Page extract:
┌──

From: KaiGai Kohei <kaigai(at)ak(dot)jp(dot)nec(dot)com>
To: Robert Haas <robertmhaas(at)gmail(dot)com>
Cc: KaiGai Kohei <kaigai(at)kaigai(dot)gr(dot)jp>, Bernd Helmle <mailings(at)oopsware(dot)de>, Tom Lane <tgl(at)sss(dot)pgh(dot)pa(dot)us>, pgsql-hackers(at)postgresql(dot)org, Thom Brown <thombrown(at)gmail(dot)com>, Alvaro Herrera <alvherre(at)commandprompt(dot)com>
Subject: Re: [BUG?] strange behavior in ALTER TABLE ... RENAME TO on inherited columns
Date: 2010-01-29 03:02:22
Message-ID: 4B624FBE.1060702@ak.jp.nec.com (view raw or flat)
Thread:
Lists: pgsql-hackers
(2010/01/29 9:58), KaiGai Kohei wrote:
> (2010/01/29 9:29), Robert Haas wrote:
>> 2010/1/28 KaiGai Kohei<kaigai(at)ak(dot)jp(dot)nec(dot)com>:
>>> (2010/01/29 0:46), Robert Haas wrote:
>>>> 2010/1/27 KaiGai Kohei<kaigai(at)ak(dot)jp(dot)nec(dot)com>:
>>>>> Hmm, indeed, this logic (V3/V5) is busted.

└──

Brief: Quote the email excerpt, beginning at the words "From: KaiGai Kohei" and stopping after "raw or flat)". None of the items has anything to do with the email excerpt.

Stored data:
┌──

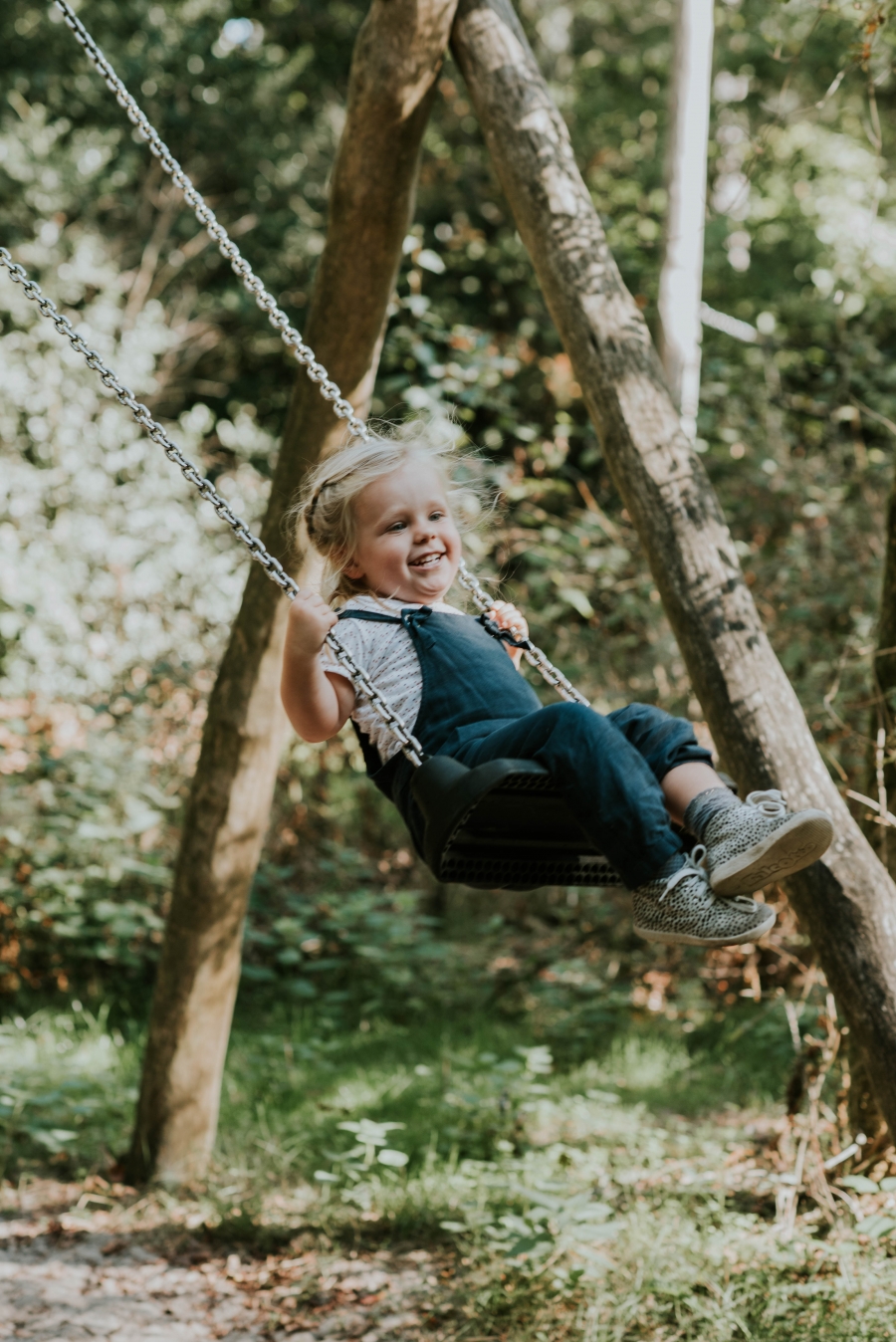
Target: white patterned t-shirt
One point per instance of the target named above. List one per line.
(388, 655)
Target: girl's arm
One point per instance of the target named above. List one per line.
(317, 702)
(506, 616)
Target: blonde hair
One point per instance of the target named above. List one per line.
(325, 512)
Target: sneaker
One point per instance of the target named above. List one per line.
(683, 909)
(750, 845)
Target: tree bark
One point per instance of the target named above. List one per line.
(396, 61)
(846, 902)
(682, 271)
(884, 685)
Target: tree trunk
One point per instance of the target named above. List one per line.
(682, 273)
(846, 902)
(396, 61)
(884, 685)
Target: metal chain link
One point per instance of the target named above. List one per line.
(273, 566)
(532, 652)
(226, 245)
(304, 354)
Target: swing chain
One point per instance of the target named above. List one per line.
(305, 355)
(532, 652)
(273, 566)
(292, 338)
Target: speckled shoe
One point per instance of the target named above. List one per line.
(683, 909)
(750, 845)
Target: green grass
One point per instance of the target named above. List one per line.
(625, 1198)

└──

Solution to the exercise:
From: KaiGai Kohei <kaigai(at)ak(dot)jp(dot)nec(dot)com>
To: Robert Haas <robertmhaas(at)gmail(dot)com>
Cc: KaiGai Kohei <kaigai(at)kaigai(dot)gr(dot)jp>, Bernd Helmle <mailings(at)oopsware(dot)de>, Tom Lane <tgl(at)sss(dot)pgh(dot)pa(dot)us>, pgsql-hackers(at)postgresql(dot)org, Thom Brown <thombrown(at)gmail(dot)com>, Alvaro Herrera <alvherre(at)commandprompt(dot)com>
Subject: Re: [BUG?] strange behavior in ALTER TABLE ... RENAME TO on inherited columns
Date: 2010-01-29 03:02:22
Message-ID: 4B624FBE.1060702@ak.jp.nec.com (view raw or flat)